* WHAT IS ASKED
Output everything from the start of the material down to the line containing "[(623, 198)]" as a numbered list, leaving out blank lines.

* ITEMS
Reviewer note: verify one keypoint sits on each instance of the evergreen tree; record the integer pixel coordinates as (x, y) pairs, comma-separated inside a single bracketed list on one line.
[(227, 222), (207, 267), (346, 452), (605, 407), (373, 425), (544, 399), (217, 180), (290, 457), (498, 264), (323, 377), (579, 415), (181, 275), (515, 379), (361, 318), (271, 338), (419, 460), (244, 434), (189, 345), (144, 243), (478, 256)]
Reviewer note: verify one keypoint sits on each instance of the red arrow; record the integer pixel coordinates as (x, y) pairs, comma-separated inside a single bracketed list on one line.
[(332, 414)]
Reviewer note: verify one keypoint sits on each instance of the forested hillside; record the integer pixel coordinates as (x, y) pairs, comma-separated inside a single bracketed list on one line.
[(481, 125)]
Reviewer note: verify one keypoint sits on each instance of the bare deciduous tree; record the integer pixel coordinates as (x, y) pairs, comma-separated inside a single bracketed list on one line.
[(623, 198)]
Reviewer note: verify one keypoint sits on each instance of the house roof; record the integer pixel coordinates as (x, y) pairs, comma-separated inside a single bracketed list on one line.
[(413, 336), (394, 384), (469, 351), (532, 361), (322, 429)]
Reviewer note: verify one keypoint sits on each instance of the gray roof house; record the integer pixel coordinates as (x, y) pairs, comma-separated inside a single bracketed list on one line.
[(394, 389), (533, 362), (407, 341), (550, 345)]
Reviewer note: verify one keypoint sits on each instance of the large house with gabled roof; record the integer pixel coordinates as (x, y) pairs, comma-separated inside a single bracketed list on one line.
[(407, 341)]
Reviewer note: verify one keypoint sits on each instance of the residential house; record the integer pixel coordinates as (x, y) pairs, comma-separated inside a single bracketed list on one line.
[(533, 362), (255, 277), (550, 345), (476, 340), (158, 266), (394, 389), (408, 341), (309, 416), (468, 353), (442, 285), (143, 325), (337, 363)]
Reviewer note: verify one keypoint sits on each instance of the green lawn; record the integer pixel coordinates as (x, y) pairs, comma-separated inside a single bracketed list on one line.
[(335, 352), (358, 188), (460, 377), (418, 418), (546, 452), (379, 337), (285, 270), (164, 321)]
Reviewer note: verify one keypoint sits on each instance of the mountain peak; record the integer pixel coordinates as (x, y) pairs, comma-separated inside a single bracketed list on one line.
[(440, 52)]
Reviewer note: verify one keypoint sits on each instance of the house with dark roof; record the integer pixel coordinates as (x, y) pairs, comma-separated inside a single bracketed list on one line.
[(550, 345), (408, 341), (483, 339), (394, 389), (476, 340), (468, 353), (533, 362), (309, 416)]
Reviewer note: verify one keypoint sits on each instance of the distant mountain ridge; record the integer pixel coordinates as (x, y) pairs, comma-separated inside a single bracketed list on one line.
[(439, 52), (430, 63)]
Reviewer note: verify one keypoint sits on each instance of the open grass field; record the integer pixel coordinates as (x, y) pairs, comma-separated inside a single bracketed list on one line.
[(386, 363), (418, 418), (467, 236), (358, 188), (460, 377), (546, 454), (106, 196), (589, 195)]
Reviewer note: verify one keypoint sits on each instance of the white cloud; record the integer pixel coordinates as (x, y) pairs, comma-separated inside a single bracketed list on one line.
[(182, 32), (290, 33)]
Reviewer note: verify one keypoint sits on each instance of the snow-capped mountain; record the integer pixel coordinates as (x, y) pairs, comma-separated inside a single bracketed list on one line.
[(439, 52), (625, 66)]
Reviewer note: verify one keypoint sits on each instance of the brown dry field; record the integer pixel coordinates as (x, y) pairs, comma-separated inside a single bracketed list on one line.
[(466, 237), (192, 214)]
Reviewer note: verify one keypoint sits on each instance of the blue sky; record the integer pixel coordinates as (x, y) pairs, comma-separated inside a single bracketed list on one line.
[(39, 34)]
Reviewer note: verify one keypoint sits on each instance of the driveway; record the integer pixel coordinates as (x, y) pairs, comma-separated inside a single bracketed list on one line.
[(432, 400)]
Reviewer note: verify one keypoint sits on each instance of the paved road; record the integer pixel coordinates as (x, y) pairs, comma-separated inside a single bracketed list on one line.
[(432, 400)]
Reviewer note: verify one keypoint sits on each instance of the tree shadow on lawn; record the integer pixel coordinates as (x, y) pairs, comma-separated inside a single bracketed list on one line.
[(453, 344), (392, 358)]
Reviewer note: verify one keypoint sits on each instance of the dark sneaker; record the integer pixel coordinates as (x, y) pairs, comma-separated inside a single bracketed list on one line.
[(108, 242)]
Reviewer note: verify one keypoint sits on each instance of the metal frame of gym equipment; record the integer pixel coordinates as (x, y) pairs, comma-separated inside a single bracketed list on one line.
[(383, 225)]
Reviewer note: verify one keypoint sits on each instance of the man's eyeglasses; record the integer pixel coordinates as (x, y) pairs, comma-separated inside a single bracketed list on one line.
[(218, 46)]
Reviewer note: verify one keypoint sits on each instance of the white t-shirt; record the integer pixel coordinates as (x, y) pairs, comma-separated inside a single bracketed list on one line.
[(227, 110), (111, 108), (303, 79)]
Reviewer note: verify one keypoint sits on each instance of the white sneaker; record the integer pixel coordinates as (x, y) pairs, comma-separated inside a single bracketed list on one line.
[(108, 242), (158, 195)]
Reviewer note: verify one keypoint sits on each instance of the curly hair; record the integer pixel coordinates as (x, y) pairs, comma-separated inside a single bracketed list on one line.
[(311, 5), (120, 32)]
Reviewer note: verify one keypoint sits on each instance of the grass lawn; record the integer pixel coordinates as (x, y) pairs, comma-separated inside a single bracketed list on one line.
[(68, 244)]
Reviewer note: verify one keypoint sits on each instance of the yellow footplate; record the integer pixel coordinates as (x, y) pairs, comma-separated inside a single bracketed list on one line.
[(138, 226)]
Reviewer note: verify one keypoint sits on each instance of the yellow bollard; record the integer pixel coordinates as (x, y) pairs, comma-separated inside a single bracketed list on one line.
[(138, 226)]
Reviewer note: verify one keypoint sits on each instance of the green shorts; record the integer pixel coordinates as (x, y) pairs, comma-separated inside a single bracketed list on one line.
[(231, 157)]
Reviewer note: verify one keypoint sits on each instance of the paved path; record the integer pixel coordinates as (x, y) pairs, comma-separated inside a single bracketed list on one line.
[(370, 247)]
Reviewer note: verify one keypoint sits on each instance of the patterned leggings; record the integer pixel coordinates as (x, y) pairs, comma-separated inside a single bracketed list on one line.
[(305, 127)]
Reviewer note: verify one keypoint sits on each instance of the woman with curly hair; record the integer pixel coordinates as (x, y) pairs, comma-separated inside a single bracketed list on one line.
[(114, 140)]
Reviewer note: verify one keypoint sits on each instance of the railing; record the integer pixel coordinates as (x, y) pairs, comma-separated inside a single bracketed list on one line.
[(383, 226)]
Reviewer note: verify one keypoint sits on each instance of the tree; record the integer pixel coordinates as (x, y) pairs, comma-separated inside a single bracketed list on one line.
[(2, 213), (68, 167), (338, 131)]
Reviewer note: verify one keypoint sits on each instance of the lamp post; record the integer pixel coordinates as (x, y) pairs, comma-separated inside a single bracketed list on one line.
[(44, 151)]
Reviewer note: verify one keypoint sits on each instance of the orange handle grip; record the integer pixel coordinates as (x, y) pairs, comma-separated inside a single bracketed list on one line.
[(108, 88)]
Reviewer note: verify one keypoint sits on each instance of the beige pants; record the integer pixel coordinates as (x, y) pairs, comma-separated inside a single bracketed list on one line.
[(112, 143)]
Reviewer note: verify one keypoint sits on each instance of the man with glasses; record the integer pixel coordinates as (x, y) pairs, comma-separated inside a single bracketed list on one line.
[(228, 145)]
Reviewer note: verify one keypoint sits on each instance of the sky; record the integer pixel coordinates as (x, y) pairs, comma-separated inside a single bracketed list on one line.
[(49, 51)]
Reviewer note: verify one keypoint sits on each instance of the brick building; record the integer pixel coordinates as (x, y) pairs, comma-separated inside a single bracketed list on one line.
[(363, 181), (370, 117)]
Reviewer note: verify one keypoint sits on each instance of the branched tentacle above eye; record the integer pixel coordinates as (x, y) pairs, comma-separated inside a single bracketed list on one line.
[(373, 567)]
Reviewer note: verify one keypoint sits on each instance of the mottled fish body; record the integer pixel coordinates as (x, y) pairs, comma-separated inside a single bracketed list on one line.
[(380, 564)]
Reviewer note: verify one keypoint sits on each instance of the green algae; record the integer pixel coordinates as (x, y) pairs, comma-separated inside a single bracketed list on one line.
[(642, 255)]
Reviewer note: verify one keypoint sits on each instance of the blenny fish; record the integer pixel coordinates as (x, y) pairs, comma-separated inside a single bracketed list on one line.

* THE OUTPUT
1. Reviewer note: verify one keypoint sits on each instance of the evergreen tree; record the integer pixel coordinates as (x, y) pairs, comma-separated inside a single bracketed list on one line.
2. [(227, 222), (207, 267), (346, 452), (605, 407), (373, 425), (544, 399), (217, 180), (290, 457), (498, 264), (323, 377), (579, 415), (181, 275), (515, 379), (361, 318), (271, 338), (419, 460), (244, 434), (189, 345), (144, 243), (478, 256)]
3. Reviewer note: verify one keypoint sits on each instance of the red arrow; record the integer pixel coordinates as (x, y) pairs, comma-separated inside a single bracketed list on one line.
4. [(332, 414)]
5. Reviewer note: verify one keypoint sits on each instance of the forested hillside; record the integer pixel coordinates as (x, y) pairs, comma-separated inside a single bracketed list on one line.
6. [(481, 125)]
7. Reviewer note: verify one keypoint sits on each instance of the bare deciduous tree; record the integer pixel coordinates as (x, y) pairs, comma-separated inside a single bracketed list on one line.
8. [(623, 198)]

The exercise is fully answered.